Passage choisi:
##############################

Les chapitres 2, 3 et 4 se consacrent ensuite à décrire et expliquer « la pulsion d’agression des petits enfants » (p. 85), en revenant notamment sur l’influence des discours théologiques du temps et celle de l’enseignement catéchétique dans l’élaboration d’un imaginaire enfantin nourri par la représentation du huguenot en ennemi de Dieu, qui « est tel le juif responsable de la crucifixion et [qui] doit être lapidé ou brûlé » (p. 94), mais aussi en bête fauve, dans un processus d’animalisation bien connu des historiens du génocide, dont la destruction est non seulement tolérée mais, plus encore, encouragée. En rappelant en détail le contenu d’une « culture véhiculée par des théologiens guerriers de Dieu » (p. 88) et mise en spectacle par les enfants eux-mêmes lors de jeux théâtraux, D. Crouzet démontre l’influence, directe et indirecte, des clercs sur la mise en acte de la violence. Les enfants « parlent Dieu » (p. 125 sq.), comme l’auteur aime à le rappeler : autrement dit, ils incarnent la vérité divine et leurs actions apparaissent comme prophétiques et propitiatoires. Certaines sources protestantes les présentent même comme les premiers déclencheurs de plusieurs agressions : par leurs cris, leurs chants ou par des jets de pierre, les enfants catholiques peuvent être des « monteurs de foule », selon l’expression empruntée à Claire Dolan.

##############################

Données enregistrées:
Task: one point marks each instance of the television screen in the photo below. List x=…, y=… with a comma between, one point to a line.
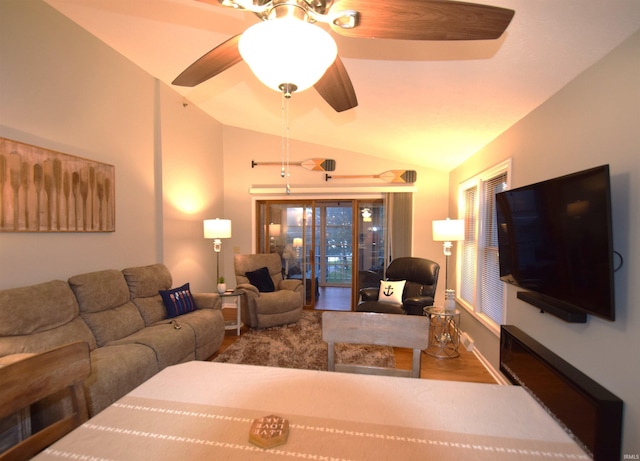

##############################

Problème posé: Dans le passage choisi, à qui est empruntée l'expression « monteurs de foule », s'il vous plaît ? Le matériel n'a aucun lien avec le passage choisi.

Résultat final: À Claire Dolan.